- _Gösterilen Metin_
# # #
Hz. Htice, insanlra yakın, soğuk durmayan, ötekileştirmeyen, ayırım yapmayan, köle vasıflı insanları kendi özel misafirleri gibi ağırlayan annemiz, Peygamberimiz (sav)'in ilk vahiy halinde duygusal davranmayıp, onun halini çözmeye çalışan kutlu kadın...
Resullullah Efendimizi her görüşünde ilk kez görüyormuş gibi heyecanlanır '' Can Güneşim'' gibi güzel sözlerle karşılar. O'nun hissettiklerini hisseder, O'nu tutkuyla sever, şefkatle korur.
# # #
- _Çıkarılan Bilgiler_
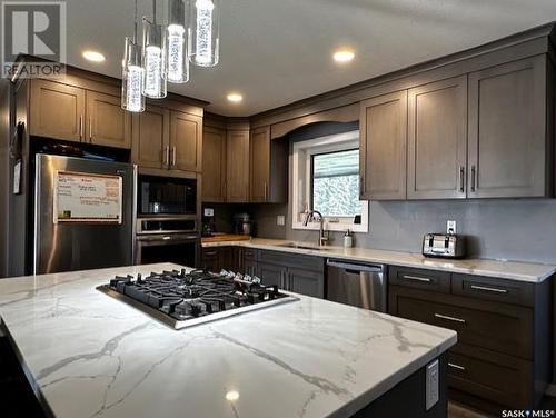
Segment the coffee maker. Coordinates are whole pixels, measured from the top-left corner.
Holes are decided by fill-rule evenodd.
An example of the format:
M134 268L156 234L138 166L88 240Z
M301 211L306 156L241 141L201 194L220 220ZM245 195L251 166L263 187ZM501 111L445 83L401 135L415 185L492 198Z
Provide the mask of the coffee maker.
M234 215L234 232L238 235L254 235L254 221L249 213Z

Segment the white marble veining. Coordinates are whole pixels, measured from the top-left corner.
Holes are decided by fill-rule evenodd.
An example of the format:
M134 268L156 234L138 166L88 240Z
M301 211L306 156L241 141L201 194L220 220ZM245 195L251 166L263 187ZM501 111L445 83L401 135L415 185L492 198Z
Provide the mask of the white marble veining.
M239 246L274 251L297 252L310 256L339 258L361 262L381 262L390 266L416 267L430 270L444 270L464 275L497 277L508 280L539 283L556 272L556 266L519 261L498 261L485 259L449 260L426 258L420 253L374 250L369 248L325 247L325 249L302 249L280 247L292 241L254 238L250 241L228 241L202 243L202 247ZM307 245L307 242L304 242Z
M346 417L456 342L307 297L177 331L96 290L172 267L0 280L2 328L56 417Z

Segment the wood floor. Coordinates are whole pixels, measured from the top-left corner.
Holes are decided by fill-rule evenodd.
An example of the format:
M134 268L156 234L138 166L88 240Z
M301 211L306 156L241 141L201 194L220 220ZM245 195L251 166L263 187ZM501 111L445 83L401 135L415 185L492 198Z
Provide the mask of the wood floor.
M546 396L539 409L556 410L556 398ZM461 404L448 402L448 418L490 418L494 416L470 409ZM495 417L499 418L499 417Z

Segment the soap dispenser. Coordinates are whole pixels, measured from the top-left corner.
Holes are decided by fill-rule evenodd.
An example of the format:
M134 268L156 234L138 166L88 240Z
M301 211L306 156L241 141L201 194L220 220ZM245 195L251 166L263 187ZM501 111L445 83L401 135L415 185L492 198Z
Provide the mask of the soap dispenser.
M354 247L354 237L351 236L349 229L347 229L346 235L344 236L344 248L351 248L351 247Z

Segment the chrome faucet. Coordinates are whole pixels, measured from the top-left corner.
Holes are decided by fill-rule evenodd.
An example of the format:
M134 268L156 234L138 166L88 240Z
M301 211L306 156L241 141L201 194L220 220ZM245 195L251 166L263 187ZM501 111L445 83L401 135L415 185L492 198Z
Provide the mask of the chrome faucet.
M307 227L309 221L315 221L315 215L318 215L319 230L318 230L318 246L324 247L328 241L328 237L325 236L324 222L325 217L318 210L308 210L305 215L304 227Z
# # #
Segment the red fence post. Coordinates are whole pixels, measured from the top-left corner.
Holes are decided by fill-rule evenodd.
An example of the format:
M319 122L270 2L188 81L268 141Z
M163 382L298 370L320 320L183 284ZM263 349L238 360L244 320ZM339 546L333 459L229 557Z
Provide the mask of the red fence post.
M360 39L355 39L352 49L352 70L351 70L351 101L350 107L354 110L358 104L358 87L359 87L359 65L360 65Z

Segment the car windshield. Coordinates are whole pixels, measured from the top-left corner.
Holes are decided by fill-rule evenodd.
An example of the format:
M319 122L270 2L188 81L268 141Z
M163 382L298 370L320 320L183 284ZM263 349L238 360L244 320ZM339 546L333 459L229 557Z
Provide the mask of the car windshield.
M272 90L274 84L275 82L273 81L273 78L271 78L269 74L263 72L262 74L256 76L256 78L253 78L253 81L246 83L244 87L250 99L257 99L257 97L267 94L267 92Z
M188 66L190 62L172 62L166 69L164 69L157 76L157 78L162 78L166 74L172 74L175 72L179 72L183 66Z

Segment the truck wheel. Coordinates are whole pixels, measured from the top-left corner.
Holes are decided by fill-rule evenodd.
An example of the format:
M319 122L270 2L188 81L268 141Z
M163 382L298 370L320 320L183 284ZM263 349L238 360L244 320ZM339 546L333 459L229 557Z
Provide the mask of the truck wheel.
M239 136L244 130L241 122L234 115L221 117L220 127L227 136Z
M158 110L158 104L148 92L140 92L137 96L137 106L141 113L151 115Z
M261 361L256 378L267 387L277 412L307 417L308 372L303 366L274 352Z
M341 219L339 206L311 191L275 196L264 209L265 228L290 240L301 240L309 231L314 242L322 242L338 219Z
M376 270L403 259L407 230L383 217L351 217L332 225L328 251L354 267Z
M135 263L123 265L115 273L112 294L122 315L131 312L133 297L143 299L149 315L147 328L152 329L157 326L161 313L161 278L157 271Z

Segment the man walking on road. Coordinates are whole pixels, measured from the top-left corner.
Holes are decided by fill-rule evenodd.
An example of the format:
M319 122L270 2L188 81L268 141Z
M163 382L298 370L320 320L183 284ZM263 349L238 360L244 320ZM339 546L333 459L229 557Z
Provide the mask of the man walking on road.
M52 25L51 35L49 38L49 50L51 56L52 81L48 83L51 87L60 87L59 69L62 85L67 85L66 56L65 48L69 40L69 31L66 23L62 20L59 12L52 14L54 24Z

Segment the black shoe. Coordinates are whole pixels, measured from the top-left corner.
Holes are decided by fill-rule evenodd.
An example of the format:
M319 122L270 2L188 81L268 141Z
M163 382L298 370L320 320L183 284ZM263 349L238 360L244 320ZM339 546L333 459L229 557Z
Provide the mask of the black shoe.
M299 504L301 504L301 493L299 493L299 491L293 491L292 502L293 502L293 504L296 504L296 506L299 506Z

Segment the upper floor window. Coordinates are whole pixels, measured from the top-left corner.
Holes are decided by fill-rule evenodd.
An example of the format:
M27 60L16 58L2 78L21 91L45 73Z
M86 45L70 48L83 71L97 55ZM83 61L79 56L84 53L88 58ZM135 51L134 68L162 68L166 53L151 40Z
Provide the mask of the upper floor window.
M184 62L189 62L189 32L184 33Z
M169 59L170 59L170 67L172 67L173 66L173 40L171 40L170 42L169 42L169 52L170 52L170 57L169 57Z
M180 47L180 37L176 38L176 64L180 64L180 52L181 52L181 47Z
# # #
- _Görev_
Gösterilen metne göre Peygamberimiz her görüldüğünde hangi sözle karşılanıyor?

- _Sonuç_
"Can Güneşim" gibi güzel sözlerle karşılanıyor.